Starting at the beginning of the data and going on through the line with "[(291, 354)]", write every line out again, requests included, adjusting each point coordinate in the answers by -105. Leave the pictures out.
-----
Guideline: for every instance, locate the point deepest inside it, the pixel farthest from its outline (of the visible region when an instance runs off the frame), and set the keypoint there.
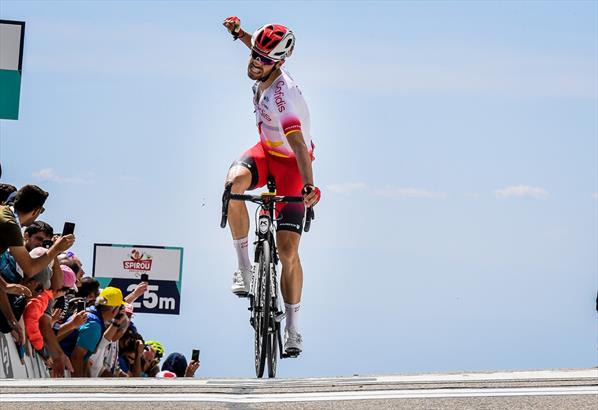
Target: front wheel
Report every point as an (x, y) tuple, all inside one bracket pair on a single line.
[(261, 309)]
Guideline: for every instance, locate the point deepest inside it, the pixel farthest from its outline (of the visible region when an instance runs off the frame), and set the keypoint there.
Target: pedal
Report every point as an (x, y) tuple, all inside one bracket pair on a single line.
[(291, 354)]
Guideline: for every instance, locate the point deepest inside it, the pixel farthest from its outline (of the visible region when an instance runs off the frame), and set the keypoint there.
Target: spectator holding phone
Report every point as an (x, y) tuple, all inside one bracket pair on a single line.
[(5, 191), (81, 344), (27, 206), (103, 362), (38, 234), (38, 315), (177, 364)]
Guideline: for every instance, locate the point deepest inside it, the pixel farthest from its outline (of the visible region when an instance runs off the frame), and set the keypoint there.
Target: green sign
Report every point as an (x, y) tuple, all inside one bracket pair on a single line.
[(12, 34)]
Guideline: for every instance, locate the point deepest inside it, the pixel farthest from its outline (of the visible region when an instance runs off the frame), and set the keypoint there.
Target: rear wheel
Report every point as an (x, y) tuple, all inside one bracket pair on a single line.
[(273, 337), (262, 310)]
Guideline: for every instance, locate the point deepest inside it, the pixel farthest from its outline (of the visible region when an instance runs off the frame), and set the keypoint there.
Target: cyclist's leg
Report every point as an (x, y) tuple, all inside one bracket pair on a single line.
[(289, 182), (291, 282), (248, 172)]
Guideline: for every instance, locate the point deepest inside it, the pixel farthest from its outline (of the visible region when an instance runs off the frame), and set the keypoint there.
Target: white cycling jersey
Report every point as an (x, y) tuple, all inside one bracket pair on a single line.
[(281, 111)]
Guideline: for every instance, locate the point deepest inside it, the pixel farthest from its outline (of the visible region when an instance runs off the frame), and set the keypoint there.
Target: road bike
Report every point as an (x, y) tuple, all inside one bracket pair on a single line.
[(264, 299)]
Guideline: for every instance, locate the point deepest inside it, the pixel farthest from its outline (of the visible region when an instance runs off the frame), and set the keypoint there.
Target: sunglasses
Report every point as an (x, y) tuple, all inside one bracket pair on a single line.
[(264, 60)]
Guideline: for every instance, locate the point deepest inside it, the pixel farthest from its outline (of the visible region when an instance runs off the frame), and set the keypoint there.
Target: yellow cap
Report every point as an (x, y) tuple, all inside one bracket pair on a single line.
[(111, 296)]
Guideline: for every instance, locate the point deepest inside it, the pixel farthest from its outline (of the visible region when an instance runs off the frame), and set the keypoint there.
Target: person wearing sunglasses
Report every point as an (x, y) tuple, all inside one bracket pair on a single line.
[(22, 208), (285, 153)]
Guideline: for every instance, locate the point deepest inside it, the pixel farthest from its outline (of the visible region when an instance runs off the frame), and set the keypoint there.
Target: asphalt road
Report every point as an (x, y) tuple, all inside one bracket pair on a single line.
[(549, 389)]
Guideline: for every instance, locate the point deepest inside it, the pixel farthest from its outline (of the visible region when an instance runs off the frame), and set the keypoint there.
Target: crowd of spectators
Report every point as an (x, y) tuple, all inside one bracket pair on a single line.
[(51, 308)]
-----
__SOLUTION__.
Guideline: for every instance, locate the point deepest inside it, the pixel farthest from its outline (of the visible region when an instance runs off the frame), and set the keypoint there.
Target: front wheel
Report every point as an (x, y) tuple, all inside one bracket pair on a single line.
[(156, 204)]
Guideline: for every instance, locate the point deepest inside it, the pixel farthest from its outline (of the visible region when an instance runs off the frame), and set the keypoint there.
Target: pedal
Report every point as an (x, y) tuple, all inside one bracket pair on a single line.
[(186, 249)]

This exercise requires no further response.